--- Exercise details ---
Resume the passage on the 2012 study of children raised by same-sex parents, continuing it from its final sentence.

--- Provided passage ---
┌────────

A 2012 ‘New Family Structures study’ published by Mark Regnerus of
the University of Texas claimed to look at the lives of children of gay
parents, and alleged that same-sex parents have a negative impact on
their children’s outcomes.
However, the study has repeatedly come under fire for a series of statistical and academic flaws, with an auditor decrying the findings as “bullshit”.
Now, researchers looking through the study data and attempting to
remove flaws have found it actually indicates that gay parenting is not
at all harmful, when some clearly fake data is removed.
According to Right Wing Watch,
researchers Brian Powell of Indiana University and Simon Cheng of the
University of Connecticut found that one participant claimed to have
been arrested at age 1.
Another supposed 25-year-old participant claimed to be 7’8″ tall
(2.33m), weigh 88 pounds (39kg), and have eight children by eight
marriages.
Someone of that height and weight would be diagnosed as having giantism – and would also have a BMI of 7, which is fatal.

└────────

--- Records supplied ---
┌────────

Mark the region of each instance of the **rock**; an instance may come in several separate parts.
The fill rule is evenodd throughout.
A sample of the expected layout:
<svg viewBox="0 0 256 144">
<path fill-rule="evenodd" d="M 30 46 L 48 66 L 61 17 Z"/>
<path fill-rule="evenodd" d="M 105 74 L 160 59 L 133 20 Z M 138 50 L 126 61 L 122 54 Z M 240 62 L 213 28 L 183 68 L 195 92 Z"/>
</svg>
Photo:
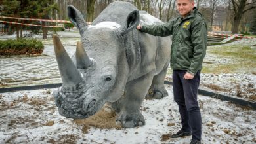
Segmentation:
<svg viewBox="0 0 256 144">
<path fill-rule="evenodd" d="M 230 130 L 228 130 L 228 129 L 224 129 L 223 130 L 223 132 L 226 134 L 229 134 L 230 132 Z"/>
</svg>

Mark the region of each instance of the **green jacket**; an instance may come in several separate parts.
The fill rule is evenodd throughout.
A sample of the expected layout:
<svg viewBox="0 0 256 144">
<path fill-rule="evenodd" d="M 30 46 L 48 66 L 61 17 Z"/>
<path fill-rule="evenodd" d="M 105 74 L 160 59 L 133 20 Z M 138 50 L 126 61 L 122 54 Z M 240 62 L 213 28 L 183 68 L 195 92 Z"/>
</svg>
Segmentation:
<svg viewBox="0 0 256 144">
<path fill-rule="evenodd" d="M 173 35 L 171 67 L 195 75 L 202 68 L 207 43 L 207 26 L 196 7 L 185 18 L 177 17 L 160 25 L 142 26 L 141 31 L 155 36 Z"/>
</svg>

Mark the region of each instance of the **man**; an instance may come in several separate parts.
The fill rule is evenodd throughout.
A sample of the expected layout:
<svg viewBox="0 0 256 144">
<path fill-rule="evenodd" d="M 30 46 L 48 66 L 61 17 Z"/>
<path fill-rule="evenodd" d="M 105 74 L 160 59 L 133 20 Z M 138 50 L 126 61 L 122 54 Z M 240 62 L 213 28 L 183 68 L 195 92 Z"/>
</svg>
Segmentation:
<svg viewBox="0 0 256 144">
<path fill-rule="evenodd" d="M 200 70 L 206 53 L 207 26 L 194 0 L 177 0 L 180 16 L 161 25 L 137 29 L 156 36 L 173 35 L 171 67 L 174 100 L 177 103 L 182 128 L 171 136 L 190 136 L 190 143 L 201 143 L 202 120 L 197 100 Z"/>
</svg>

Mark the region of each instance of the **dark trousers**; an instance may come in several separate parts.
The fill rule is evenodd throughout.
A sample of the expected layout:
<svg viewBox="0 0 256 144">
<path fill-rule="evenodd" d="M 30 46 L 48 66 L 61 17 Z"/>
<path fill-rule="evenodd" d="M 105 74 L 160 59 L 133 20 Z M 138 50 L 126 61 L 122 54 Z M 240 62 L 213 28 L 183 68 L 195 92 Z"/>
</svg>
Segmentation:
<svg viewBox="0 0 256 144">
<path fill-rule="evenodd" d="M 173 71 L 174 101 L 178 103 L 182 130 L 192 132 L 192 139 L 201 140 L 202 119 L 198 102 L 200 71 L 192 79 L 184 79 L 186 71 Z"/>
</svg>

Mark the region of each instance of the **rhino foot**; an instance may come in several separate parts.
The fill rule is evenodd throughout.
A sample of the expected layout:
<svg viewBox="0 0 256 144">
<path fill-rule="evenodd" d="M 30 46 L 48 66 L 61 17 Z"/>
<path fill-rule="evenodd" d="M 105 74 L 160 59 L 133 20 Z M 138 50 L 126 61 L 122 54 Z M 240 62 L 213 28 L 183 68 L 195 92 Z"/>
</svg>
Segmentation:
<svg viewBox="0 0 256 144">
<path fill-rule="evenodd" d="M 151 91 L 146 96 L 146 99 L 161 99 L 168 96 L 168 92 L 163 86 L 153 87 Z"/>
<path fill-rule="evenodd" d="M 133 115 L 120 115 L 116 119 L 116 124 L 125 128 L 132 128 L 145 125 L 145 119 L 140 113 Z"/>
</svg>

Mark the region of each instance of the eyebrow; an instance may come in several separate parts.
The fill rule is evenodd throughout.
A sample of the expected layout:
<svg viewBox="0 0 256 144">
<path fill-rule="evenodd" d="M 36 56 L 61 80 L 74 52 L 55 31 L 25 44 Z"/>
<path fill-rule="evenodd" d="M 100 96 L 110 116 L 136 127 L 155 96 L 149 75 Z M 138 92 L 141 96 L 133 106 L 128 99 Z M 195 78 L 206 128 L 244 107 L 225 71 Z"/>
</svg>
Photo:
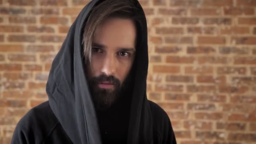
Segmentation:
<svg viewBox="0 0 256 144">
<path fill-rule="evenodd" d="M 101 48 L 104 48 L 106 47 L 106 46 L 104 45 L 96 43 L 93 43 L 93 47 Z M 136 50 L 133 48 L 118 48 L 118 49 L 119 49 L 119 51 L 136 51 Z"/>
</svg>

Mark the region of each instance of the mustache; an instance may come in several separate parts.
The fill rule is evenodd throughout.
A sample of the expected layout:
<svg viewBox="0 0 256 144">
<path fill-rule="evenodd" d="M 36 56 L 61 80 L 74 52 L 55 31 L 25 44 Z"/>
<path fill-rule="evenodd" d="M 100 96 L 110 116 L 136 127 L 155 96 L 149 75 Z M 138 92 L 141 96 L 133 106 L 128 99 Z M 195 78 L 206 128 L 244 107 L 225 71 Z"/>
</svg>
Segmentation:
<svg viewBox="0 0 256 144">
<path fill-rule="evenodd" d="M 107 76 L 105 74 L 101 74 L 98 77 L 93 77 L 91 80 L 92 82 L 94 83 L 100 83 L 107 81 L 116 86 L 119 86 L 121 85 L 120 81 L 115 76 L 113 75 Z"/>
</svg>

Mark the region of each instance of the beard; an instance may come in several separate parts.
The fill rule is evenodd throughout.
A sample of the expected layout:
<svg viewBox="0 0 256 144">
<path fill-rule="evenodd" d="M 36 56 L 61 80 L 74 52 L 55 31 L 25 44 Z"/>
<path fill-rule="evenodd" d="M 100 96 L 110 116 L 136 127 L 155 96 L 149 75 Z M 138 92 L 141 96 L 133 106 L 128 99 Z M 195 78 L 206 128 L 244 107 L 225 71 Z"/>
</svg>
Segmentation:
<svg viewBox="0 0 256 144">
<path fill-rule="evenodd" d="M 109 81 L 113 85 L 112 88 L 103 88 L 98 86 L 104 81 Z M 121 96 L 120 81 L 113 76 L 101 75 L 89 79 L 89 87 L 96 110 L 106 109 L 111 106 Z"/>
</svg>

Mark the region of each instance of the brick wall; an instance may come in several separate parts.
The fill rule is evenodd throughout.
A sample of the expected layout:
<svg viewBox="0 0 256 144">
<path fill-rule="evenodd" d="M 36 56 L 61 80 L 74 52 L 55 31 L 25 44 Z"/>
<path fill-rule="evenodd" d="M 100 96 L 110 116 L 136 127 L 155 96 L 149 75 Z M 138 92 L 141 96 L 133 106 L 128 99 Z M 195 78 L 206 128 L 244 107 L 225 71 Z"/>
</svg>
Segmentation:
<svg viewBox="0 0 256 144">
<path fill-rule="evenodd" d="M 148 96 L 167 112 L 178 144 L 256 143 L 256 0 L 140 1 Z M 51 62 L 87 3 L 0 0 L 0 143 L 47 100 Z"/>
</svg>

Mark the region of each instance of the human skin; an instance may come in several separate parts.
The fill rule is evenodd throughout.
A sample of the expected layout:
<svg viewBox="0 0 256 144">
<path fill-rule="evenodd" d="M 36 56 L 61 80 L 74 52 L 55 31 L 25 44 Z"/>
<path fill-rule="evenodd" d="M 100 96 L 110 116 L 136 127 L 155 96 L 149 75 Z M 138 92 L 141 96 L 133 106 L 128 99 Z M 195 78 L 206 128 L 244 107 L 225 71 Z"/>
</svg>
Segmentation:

└────────
┌────────

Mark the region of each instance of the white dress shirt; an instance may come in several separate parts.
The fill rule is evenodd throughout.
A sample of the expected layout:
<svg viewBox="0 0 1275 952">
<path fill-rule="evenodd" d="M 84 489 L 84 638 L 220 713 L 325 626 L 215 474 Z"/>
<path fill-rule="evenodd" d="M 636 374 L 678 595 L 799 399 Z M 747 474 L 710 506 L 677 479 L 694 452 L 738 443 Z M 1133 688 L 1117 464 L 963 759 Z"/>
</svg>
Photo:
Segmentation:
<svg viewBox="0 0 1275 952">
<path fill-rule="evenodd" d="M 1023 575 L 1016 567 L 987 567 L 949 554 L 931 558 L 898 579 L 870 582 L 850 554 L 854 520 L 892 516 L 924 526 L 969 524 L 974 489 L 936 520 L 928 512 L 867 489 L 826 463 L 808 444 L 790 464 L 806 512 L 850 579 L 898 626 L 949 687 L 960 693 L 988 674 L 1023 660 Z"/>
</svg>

└────────

--- Answer to the exercise ---
When the fake data was removed, even with other flaws still present
the study showed that gay parenting has no negative effect whatsoever.
They found: “[When] equally plausible and, in our view, preferred
methodological decisions are used, a different conclusion emerges: adult
children who lived with same-sex parents show comparable outcome
profiles to those from other family types, including intact biological
families.
Regnerus has previously used the study to claim in court cases that
same-sex marriage should be banned – but Powell says his findings are no
longer valid.
He said: “There are major analytic errors in the study.”